Home » Ship with ChatGPT Courses · ERC · LLM Bench · Newsletter · Labs · About

Schema-Guided Reasoning (SGR)

Summary: Schema-Guided Reasoning (SGR) is a structured prompting technique that uses predefined schemas (via Structured Output) to guide large language models through explicit reasoning workflows, encoding expert cognitive processes directly into inference.

This is a pattern to prompt LLMs by defining explicit reasoning workflows using typed output schemas. This uses Structured Outputs/Constrained Decoding, so I used to refer to that as SO CoT or Custom Chain of Thought in the past.

Instead of relying only on loose instructions, we encode exactly how the model should approach a complex task, including preliminary analysis, checks, and supporting evidence - essentially translating domain expert’s mental checklist into a structured schema.

2025-07-23-schema-guided-reasoning-sgr.png

By enforcing strict schema structures, we ensure predictable and auditable reasoning, gain fine-grained control over inference quality, and easily validate intermediate results against test data.

In other words, via the structure we can control the layout of the response. This allows us to break tasks into smaller steps, while ensuring mandatory checkpoints.

Here are some benefits:

  • Reproducible reasoning - we guarantee more consistent inference across repeated runs.
  • Auditable - SGR makes every reasoning step explicit and inspectable.
  • Debuggable & Testable - intermediate outputs can be directly evaluated and improved (they are linkable to test datasets with evals)
  • We can translate expert knowledge into executable prompts. DDD works really well here.
  • Enhances both reasoning transparency and output reliability. Accuracy boost of 5-10% is not uncommon.
  • This improves reasoning capabilities of weaker local models, making them more applicable in various workloads.

-=-=-

▸ Your objective: Please pick up the page on Schema-Guided Reasoning right after its last sentence and continue writing it. The records have nothing to do with the page on Schema-Guided Reasoning.

▸ Provided information:

-=-=-

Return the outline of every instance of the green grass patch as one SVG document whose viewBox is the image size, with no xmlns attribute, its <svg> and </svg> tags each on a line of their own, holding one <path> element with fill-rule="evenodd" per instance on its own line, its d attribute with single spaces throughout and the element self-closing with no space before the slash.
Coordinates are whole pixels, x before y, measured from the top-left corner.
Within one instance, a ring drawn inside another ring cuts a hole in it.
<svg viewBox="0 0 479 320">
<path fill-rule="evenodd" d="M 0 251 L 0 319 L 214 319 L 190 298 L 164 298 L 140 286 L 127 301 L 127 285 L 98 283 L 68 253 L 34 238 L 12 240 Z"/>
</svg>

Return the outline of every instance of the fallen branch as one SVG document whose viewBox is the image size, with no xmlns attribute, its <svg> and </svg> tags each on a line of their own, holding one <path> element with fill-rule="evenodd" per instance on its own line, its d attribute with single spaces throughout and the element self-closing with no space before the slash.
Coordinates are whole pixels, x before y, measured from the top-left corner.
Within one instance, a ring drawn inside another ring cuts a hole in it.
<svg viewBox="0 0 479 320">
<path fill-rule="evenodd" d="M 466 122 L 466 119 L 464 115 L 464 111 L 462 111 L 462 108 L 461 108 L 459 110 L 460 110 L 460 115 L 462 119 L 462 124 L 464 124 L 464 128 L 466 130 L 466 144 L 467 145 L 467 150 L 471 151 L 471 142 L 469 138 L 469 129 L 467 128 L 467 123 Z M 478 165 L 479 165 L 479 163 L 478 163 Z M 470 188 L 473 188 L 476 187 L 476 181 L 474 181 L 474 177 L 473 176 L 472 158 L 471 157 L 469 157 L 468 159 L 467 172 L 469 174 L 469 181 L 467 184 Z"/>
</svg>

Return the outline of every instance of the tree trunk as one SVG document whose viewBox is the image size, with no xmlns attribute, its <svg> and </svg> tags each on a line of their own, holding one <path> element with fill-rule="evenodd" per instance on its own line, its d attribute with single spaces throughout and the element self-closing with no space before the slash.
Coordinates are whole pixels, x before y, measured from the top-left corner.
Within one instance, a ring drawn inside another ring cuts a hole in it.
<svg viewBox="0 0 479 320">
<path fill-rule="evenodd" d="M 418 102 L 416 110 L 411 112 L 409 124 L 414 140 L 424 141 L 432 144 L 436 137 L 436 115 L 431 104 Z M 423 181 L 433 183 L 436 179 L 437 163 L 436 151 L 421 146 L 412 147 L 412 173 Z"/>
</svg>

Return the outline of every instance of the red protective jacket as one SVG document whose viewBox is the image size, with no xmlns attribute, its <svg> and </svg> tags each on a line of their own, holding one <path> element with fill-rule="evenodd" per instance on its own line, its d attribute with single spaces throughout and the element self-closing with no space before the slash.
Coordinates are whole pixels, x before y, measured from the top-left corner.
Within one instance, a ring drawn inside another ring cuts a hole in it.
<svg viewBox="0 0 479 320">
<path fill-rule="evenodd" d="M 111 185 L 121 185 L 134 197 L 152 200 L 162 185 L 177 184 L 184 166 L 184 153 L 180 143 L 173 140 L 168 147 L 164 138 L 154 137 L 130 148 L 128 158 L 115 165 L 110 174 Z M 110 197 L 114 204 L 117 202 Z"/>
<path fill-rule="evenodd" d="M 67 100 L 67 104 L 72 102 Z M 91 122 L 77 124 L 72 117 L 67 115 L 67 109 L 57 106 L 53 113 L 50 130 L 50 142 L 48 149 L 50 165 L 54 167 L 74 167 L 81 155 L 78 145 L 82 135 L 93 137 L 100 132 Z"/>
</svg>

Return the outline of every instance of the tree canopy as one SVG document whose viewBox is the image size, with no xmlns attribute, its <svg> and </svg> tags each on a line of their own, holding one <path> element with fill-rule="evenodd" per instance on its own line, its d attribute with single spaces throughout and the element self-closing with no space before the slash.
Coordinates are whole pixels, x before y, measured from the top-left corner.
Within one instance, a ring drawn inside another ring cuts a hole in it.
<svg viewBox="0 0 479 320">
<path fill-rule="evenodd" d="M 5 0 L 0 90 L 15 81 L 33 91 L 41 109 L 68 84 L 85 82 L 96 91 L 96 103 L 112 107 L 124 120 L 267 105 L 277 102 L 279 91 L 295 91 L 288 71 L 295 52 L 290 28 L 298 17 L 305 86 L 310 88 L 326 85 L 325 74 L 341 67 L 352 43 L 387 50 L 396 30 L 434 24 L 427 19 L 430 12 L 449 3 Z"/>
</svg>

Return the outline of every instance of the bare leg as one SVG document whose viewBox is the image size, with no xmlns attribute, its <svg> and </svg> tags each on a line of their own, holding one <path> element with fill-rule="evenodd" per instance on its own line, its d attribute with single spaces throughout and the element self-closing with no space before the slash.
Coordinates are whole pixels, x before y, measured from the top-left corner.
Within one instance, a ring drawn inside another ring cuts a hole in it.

-=-=-

▸ Answer space:
Note, that we are not replacing the entire prompt with structured output. We just don't rely only on prompt in order to force LLM to follow a certain reasoning process precisely.

Examples

Let's go through a few examples that illustrate SGR:

  • simple math task
  • text-to-sql
  • document classification
  • advanced reasoning in compliance

1. Simple Math Task

Here is an easy example with small reasoning customisation. Let's say we have the following Python classes:

class Step(BaseModel):
    explanation: str
    output: str

class MathReasoning(BaseModel):
    steps: list[Step]
    final_answer: str

Note, that BaseModel comes from pydantic typing library of Python, frequently used to define response formats. Other languages might leverage different libraries and tools for this purpose.

Given this MathReasoning response format and a prompt Solve the equation 8x + 7 = -23 step by step. LLM can respond like this:

{
  "steps": [
    {
      "explanation": "Start with the equation 8x + 7 = -23.",
      "output": "8x + 7 = -23"
    },
    {
      "explanation": "Subtract 7 from both sides to isolate the term with the variable.",
      "output": "8x = -23 - 7"
    },
    {
      "explanation": "Simplify the right side of the equation.",
      "output": "8x = -30"
    },
    {
      "explanation": "Divide both sides by 8 to solve for x.",
      "output": "x = -30 / 8"
    },
    {
      "explanation": "Simplify the fraction.",
      "output": "x = -15 / 4"
    }
  ],
  "final_answer": "x = -15 / 4"
}

Note, that it thinks in a predefined way before providing an answer. This uses more tokens by investing them to think through the problem aloud, but improves model accuracy.

2. Text-to-SQL example

In the real world, we would want to have more precise reasoning schema to boost answer accuracy. For example, when prompting LLM to perform query expansion from human request to a precise SQL query over a predefined schema, adding Schema-Guided Reasoning (SGR) increases the accuracy by 6% out of the box.

On the image below this was done by adding strategy field before the sql_query field. It forced LLM to perform analysis according to a custom checklist.

wiki-custom-cot-sql-example.png

In essence, we programmed LLM to reason in a predefined way without writing any executable code.

3. Document classification example

Here is an example of a Schema-Guided Reasoning (SGR) from a system for classifying business documents in a RAG:

DOCUMENT_TYPES = ["invoice", "contract", "receipt", "email", ...]
ENTITY_TYPES = ["payment", "risk", "regulator", "employee", ...]

class DocumentClassification(BaseModel):
  document_type: Literal[tuple(DOCUMENT_TYPES)]
  brief_summary: str
  key_entities_mentioned: List[Literal[tuple(ENTITY_TYPES)]]
  keywords: List[str] = Field(..., description="Up to 10 keywords describing this document")

In this case, LLM is forced to think through the classification challenge in steps:

  1. Identify type of the document and pick it. Literal enforces that.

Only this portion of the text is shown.